**SHORT PROBLEM**
Write the next part of the post about the machine learning summer school for high energy physics, picking up right after its last sentence.

**PAGE**
Hej! I am ashamed to say that this is the only Swedish I was able to learn at the 2nd Machine Learning in High Energy Physics Summer School you already heard about from Giles. ML-wise the school was quite instructive, though, especially due to competitions organized during the school. I also have a challenge for you!
The school, which lasted a week, included lectures explaining different techniques and seminars where the techniques were actually applied to example datasets, all of them accessible at the official MLHEP2016 repository, so check them out!
While we started simple, reviewing basic supervised machine learning concepts and following a Numpy/Pandas/matplotlib tutorial, we rapidly got up to speed and moved to more advanced techniques (e.g. boosting, regularization and deep neural networks). In parallel with the mentioned not-so-basic lectures, advanced lectures on the use of ML algorithms for trigger selection, assuring research reproducibility when using ML tools, and track reconstruction were offered.
Data Science competitions
But that was not all: also two ML competitions were organized! I am quite fond of this kind of challenges. I participated in the Higgs Boson Machine Learning Challenge during the Summer of 2014, the first global HEP-based ML competition ever organized.

**RECORDED INFORMATION**
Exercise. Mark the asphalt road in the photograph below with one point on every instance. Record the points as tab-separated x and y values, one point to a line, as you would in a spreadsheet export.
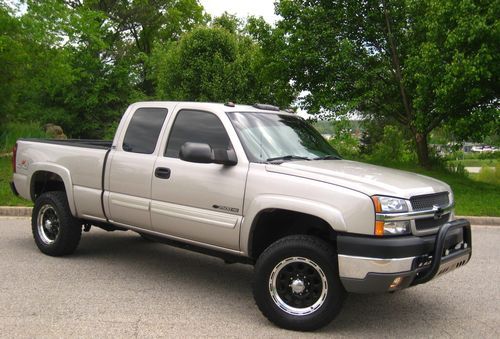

**EXERCISE ANSWER**
In case you have never heard of Data Science competitions before, here is how it goes. Typically you are provided with a dataset which you have to use to accomplish a certain machine learning task with a well defined rating score. In a classification competition, usually you have access to a labelled dataset which can be used to train your classifier and an unlabelled dataset aimed for scoring. The predictions over the unlabelled dataset are sent to the challenge organizers and they use the actual labels to score your submission according to their metric of choice (e.g. AUC).
The most popular platform for Data Science competitions is Kaggle, where you can find interesting machine learning problems to work on all year long, some of them with prizes of the order of 10000 $ or recruitment offers for the winning team. If you are into machine learning and have some spare time, I highly recommend joining one of the challenges. Friendly competition is quite a nice way to learn and improve, both in machine learning techniques and in the particular knowledge domain of the specific competition.
At the end of the challenge, commonly the best teams explain in detail how they achieved their scores, which is usually very instructive and gives you some insights for future competitions. The workshop challenges were organized with Kaggle in Class, where anyone can set up challenges for academic and educational purposes free of charge.
The aim of the first challenge was to develop a machine learning-based trigger system, able to classify an event as interesting enough to be kept or as non-interesting and thus to be thrown away. A trigger system is a well-defined classification problem, and complex machine learning rules based on several features can improve the fraction of useful data that is stored.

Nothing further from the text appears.